# Netflix messed up after new update



## sangs (Jan 1, 2003)

Netflix had been working perfectly the last few days. Today, after the new update, whenever I go to watch anything on Netflix, I get a bright red screen. I can navigate the menus and settings just fine, but when I press play on an episode, I get red screen with no sound. Doesn't matter what I choose to watch. Anybody else getting this? And this is a different issue from the "Netflix Hangs on Exit" thread that was posted previously.


----------



## ShadowCVL (Oct 22, 2015)

sangs said:


> Netflix had been working perfectly the last few days. Today, after the new update, whenever I go to watch anything on Netflix, I get a bright red screen. I can navigate the menus and settings just fine, but when I press play on an episode, I get red screen with no sound. Doesn't matter what I choose to watch. Anybody else getting this? And this is a different issue from the "Netflix Hangs on Exit" thread that was posted previously.


yup, just tried that, same here, so thats plex and netflix that broke for me so far...


----------



## NoNose (Nov 27, 2015)

Sangs said:
"*Netflix had been working perfectly the last few days. Today, after the new update, whenever I go to watch anything on Netflix, I get a bright red screen. I can navigate the menus and settings just fine, but when I press play on an episode, I get red screen with no sound. Doesn't matter what I choose to watch. Anybody else getting this? And this is a different issue from the "Netflix Hangs on Exit" thread that was posted previously.*"

Got that too! However, I determined that it is caused by a confused HDMI connection. Turn your TV off, then back on. Mine permanently reverted to normal immediately.


----------



## sangs (Jan 1, 2003)

Nope, that didn't fix the problem for me. Still there. Wonderful.


----------



## JoE 15 (Nov 19, 2015)

I had the same issue after updating last night. Reseating the HDMI cable fixed it for me. Sorry it didn't work for you. 

Maybe try plugging in to a different input on your TV/Reciever.


----------



## sangs (Jan 1, 2003)

It's working now. I won't ask why, just glad it is.


----------



## rpiotro (Oct 20, 2005)

What I did.

http://www.tivocommunity.com/tivo-vb/showthread.php?t=534909

EDIT: Turns out my joy was premature.


----------



## SMDeasy (Jan 8, 2008)

I am also having the same issue with Netflix. It is fine on my mini and Premier. The bolt is on my main viewing TV though so this is a huge issue!


----------



## GoodSpike (Dec 17, 2001)

I was having the same issue on a brand new Bolt, both on Netflix and Amazon. 

What fixed it for me was calling tech support. As soon as I got him on the line and then went to Amazon it worked fine! Sort of like when you take your car to the mechanic. 

FWIW, he suggested unplugging the HDMI cable as a possible fix, but since it started working I didn't try that.


----------



## jcthorne (Jan 28, 2002)

- **Task instructions**
1. In the Netflix update thread, what fixed the red screen for JoE 15?
2. Summarize the Netflix update thread in two sentences.

- **Raw data**
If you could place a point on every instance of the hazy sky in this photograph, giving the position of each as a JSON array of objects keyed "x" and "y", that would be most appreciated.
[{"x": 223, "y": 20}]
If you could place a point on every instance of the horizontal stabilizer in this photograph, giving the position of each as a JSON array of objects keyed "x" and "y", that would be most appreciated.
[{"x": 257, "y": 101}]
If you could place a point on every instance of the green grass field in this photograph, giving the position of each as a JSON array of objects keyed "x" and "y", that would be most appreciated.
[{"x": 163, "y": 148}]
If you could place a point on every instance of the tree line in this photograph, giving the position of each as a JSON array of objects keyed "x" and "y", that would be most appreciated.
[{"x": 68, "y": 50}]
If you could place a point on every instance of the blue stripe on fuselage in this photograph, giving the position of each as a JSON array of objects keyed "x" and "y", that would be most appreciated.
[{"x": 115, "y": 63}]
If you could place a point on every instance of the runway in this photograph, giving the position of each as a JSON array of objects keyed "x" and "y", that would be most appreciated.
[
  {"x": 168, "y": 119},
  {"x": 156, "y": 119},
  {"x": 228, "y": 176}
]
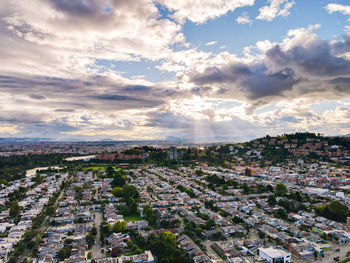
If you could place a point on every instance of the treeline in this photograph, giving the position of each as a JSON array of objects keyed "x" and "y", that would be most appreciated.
[{"x": 14, "y": 167}]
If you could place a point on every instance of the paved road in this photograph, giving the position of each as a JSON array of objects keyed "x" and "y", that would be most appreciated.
[
  {"x": 330, "y": 254},
  {"x": 96, "y": 249}
]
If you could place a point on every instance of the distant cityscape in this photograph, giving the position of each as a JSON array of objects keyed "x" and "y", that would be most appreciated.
[{"x": 272, "y": 199}]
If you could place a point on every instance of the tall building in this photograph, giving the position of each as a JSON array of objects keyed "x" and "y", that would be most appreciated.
[
  {"x": 172, "y": 152},
  {"x": 275, "y": 255}
]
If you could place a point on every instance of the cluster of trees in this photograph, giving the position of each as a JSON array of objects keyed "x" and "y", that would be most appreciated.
[
  {"x": 130, "y": 196},
  {"x": 119, "y": 176},
  {"x": 334, "y": 211},
  {"x": 149, "y": 215},
  {"x": 66, "y": 251},
  {"x": 14, "y": 167},
  {"x": 187, "y": 191},
  {"x": 165, "y": 249}
]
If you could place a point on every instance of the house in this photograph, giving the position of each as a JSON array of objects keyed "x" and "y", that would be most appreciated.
[{"x": 275, "y": 255}]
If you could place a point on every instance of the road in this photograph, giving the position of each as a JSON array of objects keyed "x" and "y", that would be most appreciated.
[
  {"x": 330, "y": 254},
  {"x": 96, "y": 248}
]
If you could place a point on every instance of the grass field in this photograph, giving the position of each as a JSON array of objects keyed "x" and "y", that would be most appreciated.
[
  {"x": 95, "y": 168},
  {"x": 132, "y": 218}
]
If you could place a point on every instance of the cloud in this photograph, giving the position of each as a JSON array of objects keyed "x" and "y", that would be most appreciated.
[
  {"x": 301, "y": 65},
  {"x": 244, "y": 19},
  {"x": 211, "y": 43},
  {"x": 188, "y": 129},
  {"x": 200, "y": 11},
  {"x": 276, "y": 8},
  {"x": 332, "y": 8}
]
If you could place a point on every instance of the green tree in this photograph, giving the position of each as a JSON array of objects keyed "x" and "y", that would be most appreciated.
[
  {"x": 281, "y": 189},
  {"x": 64, "y": 253},
  {"x": 117, "y": 191},
  {"x": 130, "y": 191},
  {"x": 119, "y": 226},
  {"x": 51, "y": 211},
  {"x": 149, "y": 214},
  {"x": 272, "y": 200},
  {"x": 15, "y": 210},
  {"x": 90, "y": 239}
]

- **Exercise solutions**
1. Reseating the HDMI cable.

2. After a new update, the original poster's Netflix showed a bright red screen with no sound whenever anything played, though the menus and settings worked fine, and several others reported the same problem. Suggested fixes included turning the TV off and back on and reseating or unplugging the HDMI cable; turning the TV off and on did not help the original poster, but Netflix later started working again.